### Quoted passage
The Stack Pointer(SP)is used to keep track of the current position of the stack. 
For example the stack on the 6502 is at memory locations $1ff-$100, it starts at 
$1ff and works it's way down towards $100. The stack pointer is 8 bits wide so 
it would start out at $ff (the processor knows it really means $1ff). When a 
value is pushed onto the stack it will be put at memory location $1ff and then 
the SP will be de-incremented to it points to $1fe. When data is pulled of the 
stack, the SP is incremented, then the data is read from that memory location.

Status Register
The status register(s) usually serve two purposes. First they allow you to 
control certain aspects of the processor. For example there may be a bit in the 
status register that you can write to that enables or disables interrupts.

The other important part of the status register are the status flags. When 
instructions are executed they will often effect the state of one or more flag 
bits in the status register. For example the 6502 has a flag called the Zero 
Flag. Whenever the execution of an instruction results in a 0 this flag will be 
set to 1, and if an instructions results in anything else this flag is set to 0. 

2.3 Memory
Memory is where the instructions that the processor executes and the data that 
these instructions act on is stored. There are 2 major types of memory, RAM and 
ROM. RAM stands for Random Access Memory and can be both written to and read 
from by the processor. ROM stands for Read Only Memory and can only be read 
from, not written to. 

2.4 IO
IO is the hardware that allows the processor to access the outside world. It 
allows it to get input from the user and to output results back to the user. IO 
includes things like sound circuitry, video circuits, controller inputs, and 
communication chips that communicate with external devices such as disk drives 
and printers. IO also includes things like timer circuits, which allow the 
processor to keep track of "real world" time.

[Lines from a point labeling set]
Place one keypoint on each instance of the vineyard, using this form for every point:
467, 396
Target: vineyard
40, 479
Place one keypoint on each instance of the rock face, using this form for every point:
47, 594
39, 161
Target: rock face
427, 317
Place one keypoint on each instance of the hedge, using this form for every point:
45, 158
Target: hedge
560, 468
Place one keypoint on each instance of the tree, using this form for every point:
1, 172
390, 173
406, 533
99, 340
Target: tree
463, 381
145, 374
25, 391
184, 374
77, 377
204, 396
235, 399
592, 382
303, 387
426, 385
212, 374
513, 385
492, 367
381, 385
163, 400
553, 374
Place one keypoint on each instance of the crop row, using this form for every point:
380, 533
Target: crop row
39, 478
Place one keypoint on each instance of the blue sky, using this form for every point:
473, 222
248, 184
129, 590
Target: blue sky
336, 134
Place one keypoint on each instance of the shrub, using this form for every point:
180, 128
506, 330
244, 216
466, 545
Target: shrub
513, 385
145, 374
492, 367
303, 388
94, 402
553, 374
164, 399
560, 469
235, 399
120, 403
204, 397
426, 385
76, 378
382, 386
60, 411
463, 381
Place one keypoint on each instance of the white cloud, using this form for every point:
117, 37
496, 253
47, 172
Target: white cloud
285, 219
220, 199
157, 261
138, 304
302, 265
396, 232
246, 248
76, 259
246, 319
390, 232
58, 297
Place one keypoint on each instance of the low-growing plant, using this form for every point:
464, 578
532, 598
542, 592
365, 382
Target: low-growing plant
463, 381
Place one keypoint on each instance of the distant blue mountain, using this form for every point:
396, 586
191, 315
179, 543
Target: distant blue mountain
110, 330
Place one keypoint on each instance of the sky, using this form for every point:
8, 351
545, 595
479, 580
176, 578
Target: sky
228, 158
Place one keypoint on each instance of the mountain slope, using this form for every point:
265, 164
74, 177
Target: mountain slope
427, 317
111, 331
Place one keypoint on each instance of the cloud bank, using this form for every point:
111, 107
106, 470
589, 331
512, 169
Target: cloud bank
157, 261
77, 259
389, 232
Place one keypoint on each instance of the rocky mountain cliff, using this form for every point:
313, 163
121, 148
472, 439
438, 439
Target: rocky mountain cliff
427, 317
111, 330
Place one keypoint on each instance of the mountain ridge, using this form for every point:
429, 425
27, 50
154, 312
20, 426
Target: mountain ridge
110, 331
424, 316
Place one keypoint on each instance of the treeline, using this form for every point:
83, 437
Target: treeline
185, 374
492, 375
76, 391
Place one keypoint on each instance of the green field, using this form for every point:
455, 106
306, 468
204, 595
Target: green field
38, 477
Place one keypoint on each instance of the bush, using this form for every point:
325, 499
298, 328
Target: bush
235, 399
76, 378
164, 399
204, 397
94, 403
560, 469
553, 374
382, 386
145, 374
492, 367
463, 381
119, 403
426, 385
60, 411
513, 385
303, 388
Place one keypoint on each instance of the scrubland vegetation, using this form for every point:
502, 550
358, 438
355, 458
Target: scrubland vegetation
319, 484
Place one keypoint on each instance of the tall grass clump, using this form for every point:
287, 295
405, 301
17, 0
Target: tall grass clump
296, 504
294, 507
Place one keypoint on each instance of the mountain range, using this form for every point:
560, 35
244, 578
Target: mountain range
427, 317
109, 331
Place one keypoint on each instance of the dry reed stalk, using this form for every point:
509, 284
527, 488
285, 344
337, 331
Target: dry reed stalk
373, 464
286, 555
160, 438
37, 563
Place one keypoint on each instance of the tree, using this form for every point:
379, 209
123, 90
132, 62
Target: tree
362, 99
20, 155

### Stated task
From the processor passage, copy word for word the part starting at "The Stack Pointer(SP)is" and ending at "that memory location.".

### The reply
The Stack Pointer(SP)is used to keep track of the current position of the stack. 
For example the stack on the 6502 is at memory locations $1ff-$100, it starts at 
$1ff and works it's way down towards $100. The stack pointer is 8 bits wide so 
it would start out at $ff (the processor knows it really means $1ff). When a 
value is pushed onto the stack it will be put at memory location $1ff and then 
the SP will be de-incremented to it points to $1fe. When data is pulled of the 
stack, the SP is incremented, then the data is read from that memory location.